■ Document passage ■
# Selkirk SuperVent Installation Begins



## BlankBlankBlank (Nov 8, 2011)

So, I bought my class A pipe and accessories over the weekend and planned to install it today.  I got a good start but need to finish on another day.  I have my heat shield and hearth project going at the same time.  I just figured since a few nice days left, I better get the chimney installed before the weather gets too difficult to deal with.

Today, I set the wood stove in the exact location relative to the combustible wall since clearances are measured from the nearest combustible surface.  I left enough gap to accomodate the heat shield and river rock that is also in the construction phase, which was delayed due to special ordering some supplies.

Selkirk's SuperVent class A chimney seems like a solid product.  All the parts were in great shape right out of the box which is what I expected.  The directions that came with the ceiling support contained errors, so I printed the updated directions from www.supervent.com.  I recommend obtaining the directions from their website.

My home is a ranch with 4/12 pitch roof.  The stove is located in my open concept living, dining, and kitchen.  The chimney will go through my living room ceiling through the attic and out the roof.  This is not a very tall installation.  My overall height will be 14', which is the minimum recommended by Jotul.

*Step 1: Transfer the center of the stove exhaust to the ceiling.*

The wood stove exhaust is located on the top of the unit.  I used a plumb bob to transfer the center of the exhaust flange on the stove to the ceiling.  I did not include a photo of this step.  The picture below shows the center point, two lines running through it creating an "x", and two concentric circles.  The inner circle was created with a compass using the center point.  I used my compass to create an 8" inner circle.  My compass was too small to create a 12 3/8" circle, so I measured 6 3/16" from the center point along each leg of the "x" and made a mark.  This gave me four points to center the ceiling support collar (large black ring in photo).

■ Objective 1 ■
List every measurement given in Step 1 of the chimney installation post.
■ Objective 2 ■
In the chimney installation post, why were the updated directions printed from the website?
■ Objective 3 ■
Please extend the chimney installation post from the point where it stops.
The items have no role in this work.

■ Items ■
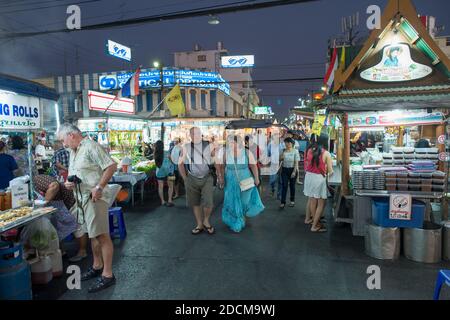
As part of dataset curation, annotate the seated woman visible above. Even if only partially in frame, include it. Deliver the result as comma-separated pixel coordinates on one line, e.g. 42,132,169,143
33,174,88,262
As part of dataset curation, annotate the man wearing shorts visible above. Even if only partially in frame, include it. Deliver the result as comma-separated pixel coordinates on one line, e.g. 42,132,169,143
58,123,117,292
178,127,223,235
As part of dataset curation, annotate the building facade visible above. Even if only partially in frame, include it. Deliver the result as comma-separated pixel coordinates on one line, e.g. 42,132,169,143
174,41,260,118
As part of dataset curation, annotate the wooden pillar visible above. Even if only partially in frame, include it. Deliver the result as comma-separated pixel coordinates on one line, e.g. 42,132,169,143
341,113,350,196
436,124,445,171
397,127,405,147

■ Reply 1 ■
8"
12 3/8"
6 3/16"

■ Reply 2 ■
The directions that came with the ceiling support contained errors.

■ Reply 3 ■
The inner circle is about 4" narrower than the actual finished opening of 12 3/8".  I did this to double check my hole placement relative to the framing above in the event that I miscalculated.  I knew I was close but 4" would allow for some final adjustment.  By the way, the directions can seem confusing.  Basically, if using the ceiling support, you'll need a 12 3/8" round hole in the drywall.  You'll notice that I'm using the collar of the ceiling support as a template.  The directions do not point out the benefit of doing this.  It works great.  Just be sure you use the inside of the collar, not the outside!!

The second photo (close-up) shows more clearly the marks that I made.  Notice the black dot within the red circle.  That's actually a nail head.  That was my first center mark.  After cutting open my roof directly above the location for my chimney, I realized that I needed to move things a little bit.  Sure glad I looked before cutting my ceiling out.


----------



## Stax (Nov 8, 2011)

Glad to hear your project is moving along.  Keep us updated...more pics please.


----------



## BlankBlankBlank (Nov 8, 2011)

*Step 2:  Cut out the inner circle.*


----------



## BlankBlankBlank (Nov 8, 2011)

*Step 3:  Check the outer circle for correct placement and then cut out.*

Notice the vacuum hose in the first photo.  I used a Ridgid shop vac with fine dust filter and fine dust collection bags.  This minimizes dust in the house, keeping the kids and wife breathing easier.

The second photo shows more of close-up of my process.  Notice the location of my keyhole saw.  That was the first cut I made.  I cut toward the edge of my outer 12 3/8" circle where my framing should meet with the edge of the circle.  Luckily my measurements and planning were correct.  My keyhole saw bumped into the wood framing just as the saw cut the drywall at the outer circle.  Knowing that my layout was correct, I finished cutting out the outer circle.


----------



## BlankBlankBlank (Nov 14, 2011)

*Step 4:  Install framing above opening in ceiling and install decorator ceiling support.*

The second photo shows the opening in the attic insulation that I framed out two years ago (when I air sealed and insulated my attic) in preparation for installing this chimney.  Notice the OSB which holds back the rest of the attic insulation away from the chimney zone, as I call it.  Should I ever need to open up my roof to work on my chimney, I'll be able to do so without disturbing the rest of the attic insulation.  You can see a glimpse of the ceiling support in the lower left hand corner.

The first photo shows a detail view of the top side of the decorator ceiling support.  Notice the red circles highlighting the 5 8d nails in each support strap.  The manufacture suggests a minimum of 3 8d nails per support strap.

The third photo shows another view of the space.


----------



## BlankBlankBlank (Nov 14, 2011)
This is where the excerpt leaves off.